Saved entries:
:::

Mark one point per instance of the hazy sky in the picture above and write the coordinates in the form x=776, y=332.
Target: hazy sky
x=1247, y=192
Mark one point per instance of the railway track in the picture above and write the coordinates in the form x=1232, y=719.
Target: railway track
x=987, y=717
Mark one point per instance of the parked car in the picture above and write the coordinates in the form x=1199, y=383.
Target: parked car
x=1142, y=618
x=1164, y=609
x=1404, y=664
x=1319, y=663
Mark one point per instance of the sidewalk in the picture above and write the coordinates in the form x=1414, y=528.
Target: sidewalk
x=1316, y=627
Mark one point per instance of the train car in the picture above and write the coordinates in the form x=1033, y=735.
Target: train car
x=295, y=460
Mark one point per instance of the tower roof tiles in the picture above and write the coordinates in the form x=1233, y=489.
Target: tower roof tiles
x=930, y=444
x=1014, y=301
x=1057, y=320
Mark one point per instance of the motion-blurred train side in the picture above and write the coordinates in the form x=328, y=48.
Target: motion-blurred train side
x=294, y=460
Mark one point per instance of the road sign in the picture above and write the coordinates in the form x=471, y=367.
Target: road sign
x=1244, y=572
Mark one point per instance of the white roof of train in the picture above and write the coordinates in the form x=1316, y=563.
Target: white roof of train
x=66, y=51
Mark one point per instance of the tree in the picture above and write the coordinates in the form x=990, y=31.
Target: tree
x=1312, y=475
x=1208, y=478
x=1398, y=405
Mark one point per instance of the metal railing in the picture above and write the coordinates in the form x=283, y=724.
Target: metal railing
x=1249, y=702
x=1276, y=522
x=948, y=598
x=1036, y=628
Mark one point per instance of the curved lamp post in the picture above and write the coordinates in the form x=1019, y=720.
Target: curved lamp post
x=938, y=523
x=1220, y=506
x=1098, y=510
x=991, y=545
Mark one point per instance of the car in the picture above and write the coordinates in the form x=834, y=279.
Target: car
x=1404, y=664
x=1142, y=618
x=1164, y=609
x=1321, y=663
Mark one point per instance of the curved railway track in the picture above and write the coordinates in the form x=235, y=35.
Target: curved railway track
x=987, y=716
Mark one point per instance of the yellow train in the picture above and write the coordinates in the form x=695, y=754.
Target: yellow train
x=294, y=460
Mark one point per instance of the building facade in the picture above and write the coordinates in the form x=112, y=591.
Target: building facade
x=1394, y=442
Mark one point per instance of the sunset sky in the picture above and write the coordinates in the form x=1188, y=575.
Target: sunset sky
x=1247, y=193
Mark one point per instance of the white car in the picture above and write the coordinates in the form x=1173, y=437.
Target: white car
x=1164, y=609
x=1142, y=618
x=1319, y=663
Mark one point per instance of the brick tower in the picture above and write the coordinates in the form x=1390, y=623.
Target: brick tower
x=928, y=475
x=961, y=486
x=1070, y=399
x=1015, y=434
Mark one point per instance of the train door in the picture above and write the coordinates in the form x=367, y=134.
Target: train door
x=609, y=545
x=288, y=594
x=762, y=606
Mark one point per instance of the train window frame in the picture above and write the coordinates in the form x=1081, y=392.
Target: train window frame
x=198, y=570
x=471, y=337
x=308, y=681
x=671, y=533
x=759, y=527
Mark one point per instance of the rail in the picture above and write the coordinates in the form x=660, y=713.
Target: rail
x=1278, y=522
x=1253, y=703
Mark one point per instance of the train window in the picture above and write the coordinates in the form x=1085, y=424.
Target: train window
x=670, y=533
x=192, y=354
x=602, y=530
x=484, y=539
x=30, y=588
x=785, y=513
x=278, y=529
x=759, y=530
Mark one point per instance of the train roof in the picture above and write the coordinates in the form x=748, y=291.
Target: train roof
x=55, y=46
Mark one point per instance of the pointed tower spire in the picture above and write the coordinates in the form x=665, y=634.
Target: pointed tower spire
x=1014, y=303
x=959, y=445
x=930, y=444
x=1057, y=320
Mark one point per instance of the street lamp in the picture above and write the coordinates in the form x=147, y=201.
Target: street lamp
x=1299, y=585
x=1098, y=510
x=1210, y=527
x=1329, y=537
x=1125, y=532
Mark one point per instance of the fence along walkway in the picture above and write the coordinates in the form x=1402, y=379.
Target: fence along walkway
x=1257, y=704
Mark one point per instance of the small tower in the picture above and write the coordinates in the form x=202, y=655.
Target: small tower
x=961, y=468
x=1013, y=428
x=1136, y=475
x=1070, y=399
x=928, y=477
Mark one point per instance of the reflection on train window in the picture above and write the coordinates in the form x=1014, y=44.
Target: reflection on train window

:::

What the exercise asks:
Could you find every line in the records above that has the string "reflection" and copy it?

Solution for this task:
Mark one point per instance of the reflection on train window in the picture above and write the coordinates in the form x=1014, y=44.
Target: reflection on train window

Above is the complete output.